**Work to complete:** An exact restatement of the data is required, with the images omitted.
──────
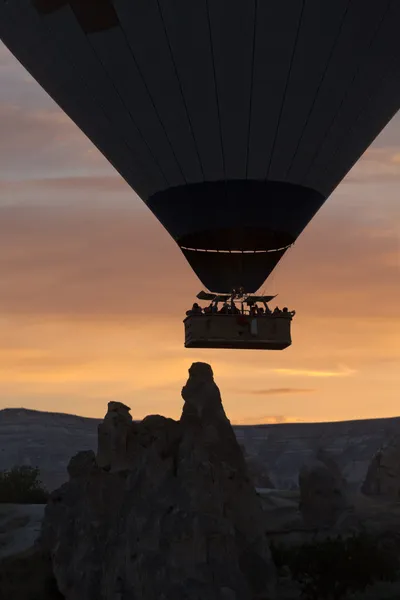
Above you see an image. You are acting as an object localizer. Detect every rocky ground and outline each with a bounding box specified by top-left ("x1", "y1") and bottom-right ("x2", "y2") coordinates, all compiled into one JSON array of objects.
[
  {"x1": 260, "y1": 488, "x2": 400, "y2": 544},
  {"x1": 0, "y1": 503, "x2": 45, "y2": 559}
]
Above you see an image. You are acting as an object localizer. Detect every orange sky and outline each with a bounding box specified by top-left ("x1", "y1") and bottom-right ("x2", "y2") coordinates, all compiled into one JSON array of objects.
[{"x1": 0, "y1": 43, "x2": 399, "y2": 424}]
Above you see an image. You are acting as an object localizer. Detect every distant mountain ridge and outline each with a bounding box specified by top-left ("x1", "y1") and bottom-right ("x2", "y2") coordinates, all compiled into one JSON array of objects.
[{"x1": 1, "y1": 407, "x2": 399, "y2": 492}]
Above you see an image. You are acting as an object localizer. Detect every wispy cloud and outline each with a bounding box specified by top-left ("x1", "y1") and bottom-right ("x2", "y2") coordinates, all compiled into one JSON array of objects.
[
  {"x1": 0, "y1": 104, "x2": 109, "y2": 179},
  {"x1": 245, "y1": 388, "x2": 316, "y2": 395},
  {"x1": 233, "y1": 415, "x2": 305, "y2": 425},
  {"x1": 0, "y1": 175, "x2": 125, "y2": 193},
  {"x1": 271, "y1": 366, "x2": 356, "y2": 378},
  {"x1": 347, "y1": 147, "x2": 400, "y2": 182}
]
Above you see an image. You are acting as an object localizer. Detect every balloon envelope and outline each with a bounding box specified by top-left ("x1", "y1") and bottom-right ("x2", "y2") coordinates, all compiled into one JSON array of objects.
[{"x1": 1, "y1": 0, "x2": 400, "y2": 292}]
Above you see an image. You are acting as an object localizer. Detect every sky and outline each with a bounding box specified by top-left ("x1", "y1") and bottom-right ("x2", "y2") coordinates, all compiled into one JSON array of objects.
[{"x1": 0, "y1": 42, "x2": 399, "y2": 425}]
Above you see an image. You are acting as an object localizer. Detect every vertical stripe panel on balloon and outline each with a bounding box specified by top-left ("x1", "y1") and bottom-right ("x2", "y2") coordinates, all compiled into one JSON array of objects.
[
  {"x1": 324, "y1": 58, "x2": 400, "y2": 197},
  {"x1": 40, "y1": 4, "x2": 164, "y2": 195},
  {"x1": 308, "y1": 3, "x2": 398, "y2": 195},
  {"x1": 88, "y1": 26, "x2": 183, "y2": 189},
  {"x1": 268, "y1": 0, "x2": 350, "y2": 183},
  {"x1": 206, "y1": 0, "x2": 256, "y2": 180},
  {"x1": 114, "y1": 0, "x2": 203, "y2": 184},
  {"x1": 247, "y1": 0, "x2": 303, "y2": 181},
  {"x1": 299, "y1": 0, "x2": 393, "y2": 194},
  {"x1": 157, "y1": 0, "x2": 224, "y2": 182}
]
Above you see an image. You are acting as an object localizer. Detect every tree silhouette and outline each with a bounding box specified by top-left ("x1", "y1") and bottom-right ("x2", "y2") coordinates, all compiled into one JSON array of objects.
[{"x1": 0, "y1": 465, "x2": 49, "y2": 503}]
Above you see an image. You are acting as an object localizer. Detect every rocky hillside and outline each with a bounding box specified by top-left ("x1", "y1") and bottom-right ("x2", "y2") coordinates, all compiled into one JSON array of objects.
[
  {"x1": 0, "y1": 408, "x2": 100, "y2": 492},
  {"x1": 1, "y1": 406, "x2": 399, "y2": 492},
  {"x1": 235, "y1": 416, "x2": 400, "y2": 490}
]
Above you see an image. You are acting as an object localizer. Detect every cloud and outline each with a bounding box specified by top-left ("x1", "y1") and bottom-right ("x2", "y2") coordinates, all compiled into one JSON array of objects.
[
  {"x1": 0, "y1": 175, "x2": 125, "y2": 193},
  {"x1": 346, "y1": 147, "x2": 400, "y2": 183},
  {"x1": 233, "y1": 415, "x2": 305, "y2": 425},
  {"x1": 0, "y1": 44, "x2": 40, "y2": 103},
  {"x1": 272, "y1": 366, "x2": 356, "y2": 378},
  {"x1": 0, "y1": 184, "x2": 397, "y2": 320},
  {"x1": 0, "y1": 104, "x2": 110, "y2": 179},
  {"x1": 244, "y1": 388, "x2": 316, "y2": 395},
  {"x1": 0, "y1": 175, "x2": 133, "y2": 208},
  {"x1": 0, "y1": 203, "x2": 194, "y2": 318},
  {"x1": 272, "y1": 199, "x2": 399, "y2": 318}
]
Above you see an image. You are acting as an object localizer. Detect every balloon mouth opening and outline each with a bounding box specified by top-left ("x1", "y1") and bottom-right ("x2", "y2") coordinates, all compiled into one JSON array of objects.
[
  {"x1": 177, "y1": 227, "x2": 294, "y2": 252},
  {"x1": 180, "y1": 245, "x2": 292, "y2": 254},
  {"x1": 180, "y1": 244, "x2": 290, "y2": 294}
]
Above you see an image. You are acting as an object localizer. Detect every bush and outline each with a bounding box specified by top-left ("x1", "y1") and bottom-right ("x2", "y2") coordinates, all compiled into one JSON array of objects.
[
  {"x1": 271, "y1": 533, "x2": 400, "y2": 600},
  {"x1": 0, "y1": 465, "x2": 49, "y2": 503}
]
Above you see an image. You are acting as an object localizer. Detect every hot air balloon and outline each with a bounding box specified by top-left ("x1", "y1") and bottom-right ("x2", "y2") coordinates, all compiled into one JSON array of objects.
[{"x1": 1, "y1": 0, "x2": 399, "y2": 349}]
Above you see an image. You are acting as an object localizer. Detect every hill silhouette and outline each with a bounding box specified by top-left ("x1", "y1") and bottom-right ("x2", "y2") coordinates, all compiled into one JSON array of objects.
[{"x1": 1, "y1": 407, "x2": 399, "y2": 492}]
──────
**Response to the exercise:**
Above you see an image. You are acting as an object localizer. Detect every rocky ground and outline each with a bounding box specified by top-left ("x1", "y1") and bottom-right ("x2", "y2") coordinates, all compiled into one JSON array of objects.
[
  {"x1": 260, "y1": 488, "x2": 400, "y2": 544},
  {"x1": 0, "y1": 503, "x2": 45, "y2": 559}
]
Above you see an image. You are acting as an object localizer. Detect every orange sky and outline each with a bounding box specified by top-left ("x1", "y1") and bottom-right ("x2", "y2") coordinates, all compiled into one JSON array of objects.
[{"x1": 0, "y1": 43, "x2": 399, "y2": 424}]
Above you see an image. You are acting as an object localizer. Detect every distant mountain ridge and outline each with a bounding box specified by top-left ("x1", "y1") and bottom-right ("x2", "y2") coordinates, all compiled into one JSON array of objects.
[{"x1": 1, "y1": 407, "x2": 399, "y2": 492}]
Above you see an image. You are acting as an object localizer. Detect every wispy cloud and outline each with a bounding box specified by top-left ("x1", "y1") and bottom-right ("x2", "y2") coordinates, all compiled into one JSON array of objects.
[
  {"x1": 0, "y1": 104, "x2": 109, "y2": 179},
  {"x1": 245, "y1": 388, "x2": 316, "y2": 395},
  {"x1": 233, "y1": 415, "x2": 305, "y2": 425},
  {"x1": 0, "y1": 175, "x2": 125, "y2": 193},
  {"x1": 271, "y1": 366, "x2": 356, "y2": 378},
  {"x1": 347, "y1": 147, "x2": 400, "y2": 182}
]
Above you see an image. You are acting as an object localizer. Detect every balloon envelope and outline each with a bounding box specified by top-left ("x1", "y1") and bottom-right ("x2", "y2") coordinates, all compiled into one JSON array of objects.
[{"x1": 1, "y1": 0, "x2": 400, "y2": 292}]
Above you see an image. You are acting as an object localizer. Detect every sky and outline each with a bounding box specified by top-left ("x1", "y1") and bottom-right ("x2", "y2") coordinates, all compiled into one JSON array of objects.
[{"x1": 0, "y1": 42, "x2": 399, "y2": 425}]
Above you see an image. You are acting as an object localizer. Detect every vertical stripe panel on balloon and outline each with a bounding box specified by top-left ("x1", "y1") and bottom-right ("x2", "y2") coordinates, all compiled into one JSON array of objects.
[
  {"x1": 324, "y1": 58, "x2": 400, "y2": 197},
  {"x1": 40, "y1": 4, "x2": 164, "y2": 195},
  {"x1": 308, "y1": 3, "x2": 398, "y2": 195},
  {"x1": 88, "y1": 26, "x2": 183, "y2": 189},
  {"x1": 268, "y1": 0, "x2": 350, "y2": 183},
  {"x1": 206, "y1": 0, "x2": 256, "y2": 180},
  {"x1": 114, "y1": 0, "x2": 203, "y2": 184},
  {"x1": 247, "y1": 0, "x2": 303, "y2": 181},
  {"x1": 299, "y1": 0, "x2": 393, "y2": 194},
  {"x1": 157, "y1": 0, "x2": 224, "y2": 182}
]
Above you see an image. You are acting as an object localizer. Detect every tree silhouette and outline each with a bounding box specified by top-left ("x1", "y1") and bottom-right ("x2", "y2") coordinates, all compiled into one JSON array of objects.
[{"x1": 0, "y1": 465, "x2": 49, "y2": 503}]
Above you see an image. You are acting as an object localizer. Detect every rocky hillside and outline each with a bounding box specified by top-left ("x1", "y1") and bottom-right ("x2", "y2") coordinates, all compiled into one JSON array of objects.
[
  {"x1": 0, "y1": 408, "x2": 100, "y2": 492},
  {"x1": 1, "y1": 406, "x2": 399, "y2": 492},
  {"x1": 235, "y1": 416, "x2": 400, "y2": 490}
]
Above you see an image. You are acting as an object localizer. Detect every cloud and outline each with a bounding box specified by top-left ("x1", "y1") and bottom-right ("x2", "y2") coordinates, all compiled into one JSON array of objects.
[
  {"x1": 0, "y1": 175, "x2": 125, "y2": 193},
  {"x1": 346, "y1": 147, "x2": 400, "y2": 183},
  {"x1": 233, "y1": 415, "x2": 305, "y2": 425},
  {"x1": 0, "y1": 44, "x2": 40, "y2": 103},
  {"x1": 272, "y1": 366, "x2": 356, "y2": 378},
  {"x1": 0, "y1": 184, "x2": 397, "y2": 320},
  {"x1": 0, "y1": 104, "x2": 110, "y2": 179},
  {"x1": 244, "y1": 388, "x2": 316, "y2": 395},
  {"x1": 0, "y1": 175, "x2": 133, "y2": 208},
  {"x1": 0, "y1": 203, "x2": 194, "y2": 318},
  {"x1": 272, "y1": 199, "x2": 399, "y2": 318}
]
Above you see an image. You are acting as an object localizer. Detect every balloon mouth opening and outline each with a bounding box specified by top-left ("x1", "y1") and bottom-right ("x2", "y2") coordinates, all compiled into one JSON array of objects.
[
  {"x1": 177, "y1": 227, "x2": 294, "y2": 252},
  {"x1": 180, "y1": 245, "x2": 292, "y2": 254},
  {"x1": 180, "y1": 244, "x2": 290, "y2": 294}
]
Above you see an image. You are acting as an object localizer. Detect every bush and outline each with a bounding box specified by top-left ("x1", "y1") and bottom-right ("x2", "y2") coordinates, all compiled into one JSON array of objects.
[
  {"x1": 271, "y1": 533, "x2": 400, "y2": 600},
  {"x1": 0, "y1": 465, "x2": 49, "y2": 503}
]
Above you see an image. You are acting as an object localizer. Detect every hot air balloon and outline each with a bounding box specified by top-left ("x1", "y1") and bottom-right ("x2", "y2") coordinates, all compiled into one JSON array of objects.
[{"x1": 1, "y1": 0, "x2": 399, "y2": 349}]
Above you see an image. You are acting as an object localizer. Detect every hill silhouette and outline each with a bounding box specified by top-left ("x1", "y1") and bottom-right ("x2", "y2") coordinates, all compiled into one JSON array of objects.
[{"x1": 1, "y1": 407, "x2": 399, "y2": 492}]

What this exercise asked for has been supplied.